◆ PASSAGE PROVIDED:
⁂
Sound familiar? You know budgeting is supposed to be good for your finances, but you just can't seem to make it work.

Don't give up. If you're having trouble making ends meet -- and even more trouble sticking to a budget -- you may need to tweak your approach. There's no one-size-fits-all method of budgeting. The trick is to craft a plan that helps you make sense of your spending and save for the things that are important to you.

I'm happy to say that I've been a successful budgeter for many years now. Here are eight common problems that plague would-be budgeters and how to overcome them:

1. You have the wrong impression. What you may need before you even get started is an attitude adjustment. Budgets aren't straitjackets to keep you from spending your hard-earned money. Rather, they are the key to financial freedom, ensuring you have enough money to spend on what you want.

The B-word itself can be such a bummer that some financial pros refer to a budget as a "spending plan." Call it whatever you like, but knowing how much money you have and where it's going is liberating. No more stressing over the unknown! No more bank-statement surprises! You are in control of your finances, not the other way around.

2. You've been trying to fit into someone else's shoes. You know that scene in "Cinderella" when the stepsisters try to cram their feet into the impossibly tiny glass slipper? Trying to squeeze your spending personality into someone else's spending plan could hurt just as badly. Just as there's more than one shoe size, there's more than one way to budget. If one method doesn't work, try another until you find the right fit.

Your style may be old-fashioned, such as jotting down purchases in a notebook or buying things strictly with cash to eliminate the possibility of overspending. Or you might take a more modern approach with computer software or budgeting websites.

3. You're making this harder than it needs to be. The key to a successful budget is to keep it simple. Don't get me wrong: Building and maintaining a budget requires effort. But take it one step at a time. You're not going to overhaul a lifetime of spending habits in one weekend. Focus on one area where you can cut back. Once you've successfully tackled that issue, you can move on to another.
⁂
◆ LISTED RECORDS:
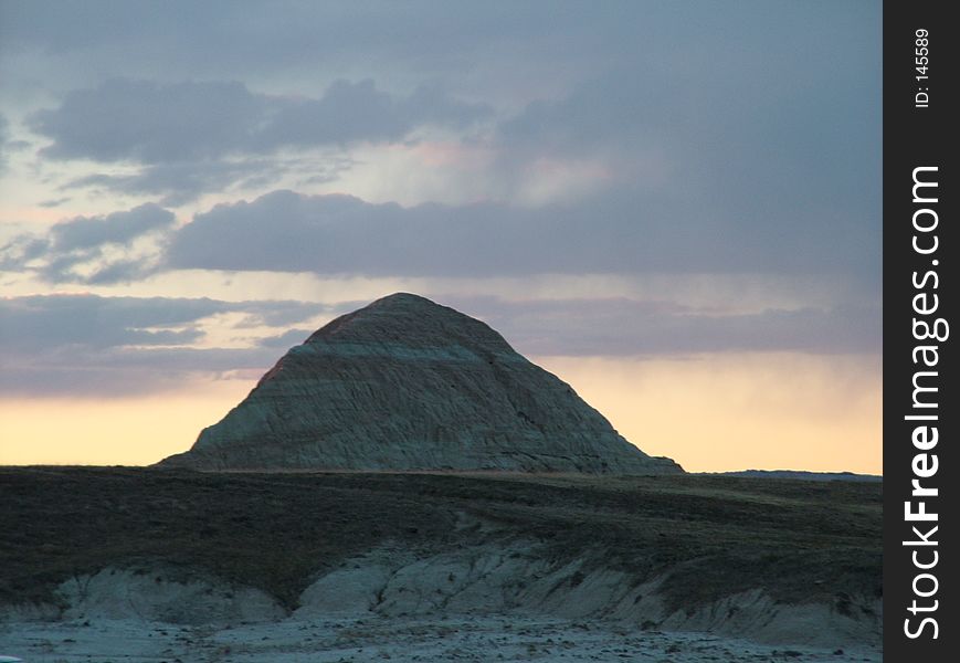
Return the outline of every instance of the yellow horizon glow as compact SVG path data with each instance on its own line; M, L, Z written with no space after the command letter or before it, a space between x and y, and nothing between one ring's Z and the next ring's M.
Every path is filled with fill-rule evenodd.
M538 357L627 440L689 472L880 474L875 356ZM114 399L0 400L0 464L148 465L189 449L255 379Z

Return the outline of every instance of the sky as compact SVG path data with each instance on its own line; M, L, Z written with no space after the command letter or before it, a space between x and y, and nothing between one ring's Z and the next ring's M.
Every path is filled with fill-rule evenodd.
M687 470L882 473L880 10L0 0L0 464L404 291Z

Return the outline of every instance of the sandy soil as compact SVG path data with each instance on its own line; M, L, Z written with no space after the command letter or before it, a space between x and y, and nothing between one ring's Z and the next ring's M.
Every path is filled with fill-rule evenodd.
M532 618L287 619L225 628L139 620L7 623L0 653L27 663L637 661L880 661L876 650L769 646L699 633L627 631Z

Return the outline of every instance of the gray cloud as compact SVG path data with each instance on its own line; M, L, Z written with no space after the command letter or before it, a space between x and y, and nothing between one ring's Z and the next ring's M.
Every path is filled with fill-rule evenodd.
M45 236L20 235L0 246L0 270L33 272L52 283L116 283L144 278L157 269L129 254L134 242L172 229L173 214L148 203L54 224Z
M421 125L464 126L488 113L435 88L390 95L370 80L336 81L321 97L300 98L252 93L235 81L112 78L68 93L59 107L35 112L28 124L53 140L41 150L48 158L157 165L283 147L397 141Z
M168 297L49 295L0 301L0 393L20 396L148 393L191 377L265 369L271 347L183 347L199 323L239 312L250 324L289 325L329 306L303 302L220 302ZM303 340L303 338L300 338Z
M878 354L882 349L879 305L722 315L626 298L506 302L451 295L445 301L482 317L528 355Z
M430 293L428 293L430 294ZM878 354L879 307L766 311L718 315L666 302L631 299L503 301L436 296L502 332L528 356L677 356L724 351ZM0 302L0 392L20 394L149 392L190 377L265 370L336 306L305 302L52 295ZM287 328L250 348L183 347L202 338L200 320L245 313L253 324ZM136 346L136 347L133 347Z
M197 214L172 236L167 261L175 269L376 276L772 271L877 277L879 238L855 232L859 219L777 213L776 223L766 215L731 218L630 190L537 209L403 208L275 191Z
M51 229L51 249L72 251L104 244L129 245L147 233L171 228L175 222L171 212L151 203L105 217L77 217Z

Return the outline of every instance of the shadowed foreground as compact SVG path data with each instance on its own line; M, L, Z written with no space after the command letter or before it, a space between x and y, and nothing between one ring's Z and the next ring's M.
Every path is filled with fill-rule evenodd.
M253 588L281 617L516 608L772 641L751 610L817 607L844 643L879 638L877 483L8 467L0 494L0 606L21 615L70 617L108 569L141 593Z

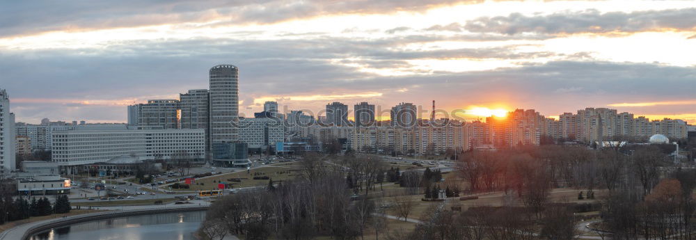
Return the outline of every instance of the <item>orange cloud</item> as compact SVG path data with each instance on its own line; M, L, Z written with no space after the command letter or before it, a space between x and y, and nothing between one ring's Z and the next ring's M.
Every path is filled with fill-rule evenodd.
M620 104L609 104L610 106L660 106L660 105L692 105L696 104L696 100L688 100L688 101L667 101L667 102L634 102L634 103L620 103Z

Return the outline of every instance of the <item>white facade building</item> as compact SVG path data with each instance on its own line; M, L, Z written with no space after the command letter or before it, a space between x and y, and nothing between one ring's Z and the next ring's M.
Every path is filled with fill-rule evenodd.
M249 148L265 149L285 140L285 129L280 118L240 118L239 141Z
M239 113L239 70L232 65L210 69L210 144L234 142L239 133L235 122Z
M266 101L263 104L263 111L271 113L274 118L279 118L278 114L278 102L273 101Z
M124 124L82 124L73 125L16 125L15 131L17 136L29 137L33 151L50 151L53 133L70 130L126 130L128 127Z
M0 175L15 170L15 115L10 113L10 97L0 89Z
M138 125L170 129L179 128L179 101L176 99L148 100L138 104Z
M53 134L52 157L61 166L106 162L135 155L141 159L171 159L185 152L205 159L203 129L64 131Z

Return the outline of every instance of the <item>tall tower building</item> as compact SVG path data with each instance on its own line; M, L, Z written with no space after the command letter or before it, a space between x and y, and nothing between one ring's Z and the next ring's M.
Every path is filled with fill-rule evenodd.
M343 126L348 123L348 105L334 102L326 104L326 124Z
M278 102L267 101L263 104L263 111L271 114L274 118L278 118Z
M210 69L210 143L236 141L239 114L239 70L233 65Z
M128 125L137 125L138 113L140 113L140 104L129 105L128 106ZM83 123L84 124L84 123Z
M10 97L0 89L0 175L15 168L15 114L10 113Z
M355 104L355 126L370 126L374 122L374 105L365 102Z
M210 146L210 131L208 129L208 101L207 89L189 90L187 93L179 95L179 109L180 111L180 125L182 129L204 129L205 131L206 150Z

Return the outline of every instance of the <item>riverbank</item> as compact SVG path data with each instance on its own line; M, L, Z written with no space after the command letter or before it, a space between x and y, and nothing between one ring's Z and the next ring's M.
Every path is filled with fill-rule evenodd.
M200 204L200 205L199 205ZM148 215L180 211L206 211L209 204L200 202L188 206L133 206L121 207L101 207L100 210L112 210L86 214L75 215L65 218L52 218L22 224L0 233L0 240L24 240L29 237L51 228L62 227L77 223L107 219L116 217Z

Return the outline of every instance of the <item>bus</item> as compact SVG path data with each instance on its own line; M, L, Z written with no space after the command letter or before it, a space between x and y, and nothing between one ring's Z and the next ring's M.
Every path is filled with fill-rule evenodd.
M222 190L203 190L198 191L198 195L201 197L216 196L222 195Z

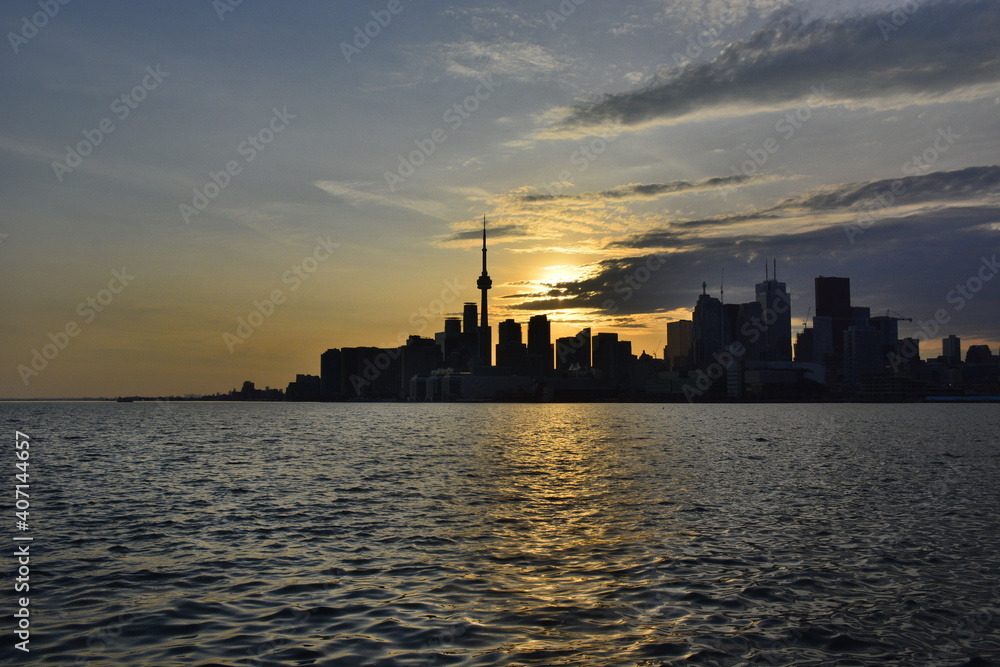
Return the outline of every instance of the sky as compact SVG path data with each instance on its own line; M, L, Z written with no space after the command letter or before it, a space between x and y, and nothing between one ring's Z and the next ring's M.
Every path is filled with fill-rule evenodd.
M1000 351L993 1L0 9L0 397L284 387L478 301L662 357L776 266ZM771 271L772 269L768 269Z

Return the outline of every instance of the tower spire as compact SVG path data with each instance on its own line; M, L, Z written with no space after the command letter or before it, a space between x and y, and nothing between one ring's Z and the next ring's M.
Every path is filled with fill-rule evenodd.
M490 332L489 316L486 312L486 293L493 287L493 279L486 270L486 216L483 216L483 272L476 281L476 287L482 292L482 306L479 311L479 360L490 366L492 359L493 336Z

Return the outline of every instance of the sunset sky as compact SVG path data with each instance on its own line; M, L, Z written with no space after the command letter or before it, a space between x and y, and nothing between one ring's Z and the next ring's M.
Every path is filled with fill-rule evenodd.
⁂
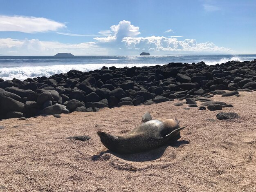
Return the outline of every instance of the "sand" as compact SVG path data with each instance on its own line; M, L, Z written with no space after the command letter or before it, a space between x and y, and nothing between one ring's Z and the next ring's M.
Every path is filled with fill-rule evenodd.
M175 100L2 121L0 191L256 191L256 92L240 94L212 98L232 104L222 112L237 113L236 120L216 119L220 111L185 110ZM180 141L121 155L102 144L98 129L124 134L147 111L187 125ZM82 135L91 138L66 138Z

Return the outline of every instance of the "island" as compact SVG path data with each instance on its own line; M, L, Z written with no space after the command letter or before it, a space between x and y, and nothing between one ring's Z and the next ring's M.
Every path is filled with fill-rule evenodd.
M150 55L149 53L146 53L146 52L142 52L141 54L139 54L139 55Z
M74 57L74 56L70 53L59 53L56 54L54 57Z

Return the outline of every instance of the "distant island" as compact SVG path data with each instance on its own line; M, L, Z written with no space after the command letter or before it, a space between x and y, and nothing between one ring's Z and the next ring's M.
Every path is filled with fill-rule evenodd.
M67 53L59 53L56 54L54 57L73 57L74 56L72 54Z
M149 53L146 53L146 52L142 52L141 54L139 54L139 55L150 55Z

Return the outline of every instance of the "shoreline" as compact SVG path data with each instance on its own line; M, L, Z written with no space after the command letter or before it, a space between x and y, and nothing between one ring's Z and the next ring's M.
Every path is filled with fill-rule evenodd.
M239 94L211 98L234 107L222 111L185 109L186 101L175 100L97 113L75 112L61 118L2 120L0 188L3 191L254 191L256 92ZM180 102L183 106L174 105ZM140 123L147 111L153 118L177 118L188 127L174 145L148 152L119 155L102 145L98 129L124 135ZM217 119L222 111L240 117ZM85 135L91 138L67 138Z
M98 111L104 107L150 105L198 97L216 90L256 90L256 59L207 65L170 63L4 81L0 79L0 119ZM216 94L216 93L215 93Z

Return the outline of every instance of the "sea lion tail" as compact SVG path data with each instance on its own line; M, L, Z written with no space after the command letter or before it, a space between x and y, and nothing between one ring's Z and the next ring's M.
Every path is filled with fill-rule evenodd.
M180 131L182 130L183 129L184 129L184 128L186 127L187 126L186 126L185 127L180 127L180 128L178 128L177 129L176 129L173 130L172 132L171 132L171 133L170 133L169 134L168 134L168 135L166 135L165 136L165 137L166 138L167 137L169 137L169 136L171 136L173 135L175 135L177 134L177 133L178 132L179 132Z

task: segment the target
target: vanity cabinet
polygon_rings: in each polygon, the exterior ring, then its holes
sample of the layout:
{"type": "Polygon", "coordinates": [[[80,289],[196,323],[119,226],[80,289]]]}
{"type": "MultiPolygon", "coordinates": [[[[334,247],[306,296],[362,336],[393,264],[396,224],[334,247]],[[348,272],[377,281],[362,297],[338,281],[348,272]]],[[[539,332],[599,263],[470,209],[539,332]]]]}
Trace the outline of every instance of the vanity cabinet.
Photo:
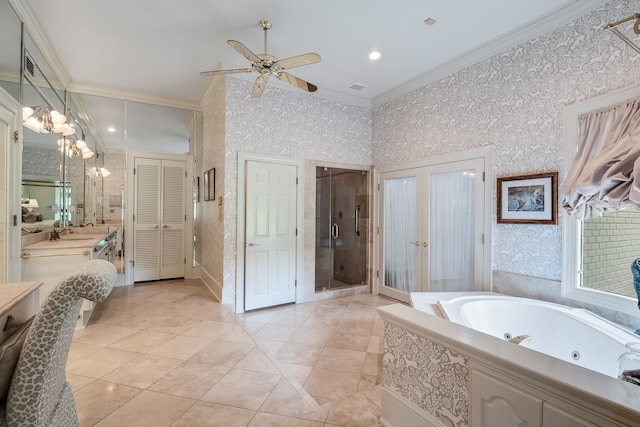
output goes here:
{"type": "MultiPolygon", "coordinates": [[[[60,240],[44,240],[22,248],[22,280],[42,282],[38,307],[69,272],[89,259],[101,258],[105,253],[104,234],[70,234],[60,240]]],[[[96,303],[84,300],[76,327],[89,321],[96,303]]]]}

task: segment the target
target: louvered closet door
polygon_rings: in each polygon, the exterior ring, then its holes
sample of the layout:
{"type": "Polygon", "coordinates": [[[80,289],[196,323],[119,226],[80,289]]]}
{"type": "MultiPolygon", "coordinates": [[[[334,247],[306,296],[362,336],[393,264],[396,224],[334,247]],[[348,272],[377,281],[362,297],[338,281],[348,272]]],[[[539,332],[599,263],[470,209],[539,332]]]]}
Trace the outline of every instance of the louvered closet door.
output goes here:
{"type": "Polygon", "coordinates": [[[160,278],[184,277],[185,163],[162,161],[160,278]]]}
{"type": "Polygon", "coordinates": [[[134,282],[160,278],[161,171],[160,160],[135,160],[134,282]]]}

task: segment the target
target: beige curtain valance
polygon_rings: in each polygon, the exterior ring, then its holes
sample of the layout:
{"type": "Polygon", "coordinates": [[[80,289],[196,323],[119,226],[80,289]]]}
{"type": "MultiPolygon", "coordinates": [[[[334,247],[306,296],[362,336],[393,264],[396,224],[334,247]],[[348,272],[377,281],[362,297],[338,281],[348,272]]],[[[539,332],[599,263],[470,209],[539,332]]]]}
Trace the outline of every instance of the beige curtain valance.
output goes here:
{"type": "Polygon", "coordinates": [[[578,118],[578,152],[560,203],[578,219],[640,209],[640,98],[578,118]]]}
⁂
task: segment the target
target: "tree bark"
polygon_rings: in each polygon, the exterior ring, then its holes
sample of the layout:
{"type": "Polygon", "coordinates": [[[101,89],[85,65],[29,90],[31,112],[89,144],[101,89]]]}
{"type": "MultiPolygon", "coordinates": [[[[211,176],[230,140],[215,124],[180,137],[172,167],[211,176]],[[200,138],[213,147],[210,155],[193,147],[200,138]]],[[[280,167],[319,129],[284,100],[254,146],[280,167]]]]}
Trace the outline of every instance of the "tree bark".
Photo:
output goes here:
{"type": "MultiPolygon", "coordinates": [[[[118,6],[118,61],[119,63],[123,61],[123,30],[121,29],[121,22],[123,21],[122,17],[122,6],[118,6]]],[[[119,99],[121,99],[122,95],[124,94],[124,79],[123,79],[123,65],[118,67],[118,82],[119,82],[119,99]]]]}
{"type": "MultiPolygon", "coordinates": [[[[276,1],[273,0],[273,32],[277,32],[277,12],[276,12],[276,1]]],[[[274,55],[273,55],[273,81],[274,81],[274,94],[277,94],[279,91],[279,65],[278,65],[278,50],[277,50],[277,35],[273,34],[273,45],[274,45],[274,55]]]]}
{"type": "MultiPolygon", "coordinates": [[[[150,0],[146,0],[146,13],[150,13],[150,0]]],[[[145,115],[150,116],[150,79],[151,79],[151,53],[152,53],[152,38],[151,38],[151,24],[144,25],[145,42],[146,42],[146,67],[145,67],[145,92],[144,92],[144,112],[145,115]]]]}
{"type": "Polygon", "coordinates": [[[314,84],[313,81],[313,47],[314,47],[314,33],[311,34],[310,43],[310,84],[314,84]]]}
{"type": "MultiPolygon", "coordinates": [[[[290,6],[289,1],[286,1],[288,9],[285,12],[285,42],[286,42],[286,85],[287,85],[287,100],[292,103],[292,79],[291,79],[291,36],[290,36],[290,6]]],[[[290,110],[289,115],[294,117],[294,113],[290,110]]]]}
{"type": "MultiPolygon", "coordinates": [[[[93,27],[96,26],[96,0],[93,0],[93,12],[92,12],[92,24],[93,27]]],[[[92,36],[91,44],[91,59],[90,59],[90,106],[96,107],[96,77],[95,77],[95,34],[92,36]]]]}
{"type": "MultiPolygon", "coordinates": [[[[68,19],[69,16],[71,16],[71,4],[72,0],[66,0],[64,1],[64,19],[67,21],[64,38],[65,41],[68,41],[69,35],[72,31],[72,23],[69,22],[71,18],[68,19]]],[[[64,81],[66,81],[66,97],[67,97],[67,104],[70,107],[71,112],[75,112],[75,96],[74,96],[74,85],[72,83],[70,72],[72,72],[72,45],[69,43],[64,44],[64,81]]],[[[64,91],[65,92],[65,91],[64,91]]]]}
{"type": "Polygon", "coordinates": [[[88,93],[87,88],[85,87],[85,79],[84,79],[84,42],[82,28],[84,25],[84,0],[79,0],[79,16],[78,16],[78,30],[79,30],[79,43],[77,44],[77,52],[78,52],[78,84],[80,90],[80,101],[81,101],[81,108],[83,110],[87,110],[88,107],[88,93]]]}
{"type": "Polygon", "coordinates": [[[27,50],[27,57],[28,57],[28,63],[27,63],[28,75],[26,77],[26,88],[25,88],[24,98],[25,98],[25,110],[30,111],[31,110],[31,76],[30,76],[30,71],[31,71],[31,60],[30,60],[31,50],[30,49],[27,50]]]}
⁂
◆ REQUEST 1: List the numbered problems that the budgeting passage presents, using the heading sentence of each.
◆ REQUEST 2: Rewrite as a short bulleted list the paragraph of the budgeting passage that begins "3. You're making this harder than it needs to be," keeping its main points.
The material comes from a separate source and is unrelated to the budgeting passage.

◆ ANSWER 1:
1. You have the wrong impression.
2. You've been trying to fit into someone else's shoes.
3. You're making this harder than it needs to be.

◆ ANSWER 2:
- Keep your budget simple.
- Building and maintaining a budget takes effort, so take it one step at a time.
- A lifetime of spending habits won't change in one weekend.
- Focus on one area where you can cut back, and move on to another once that one is handled.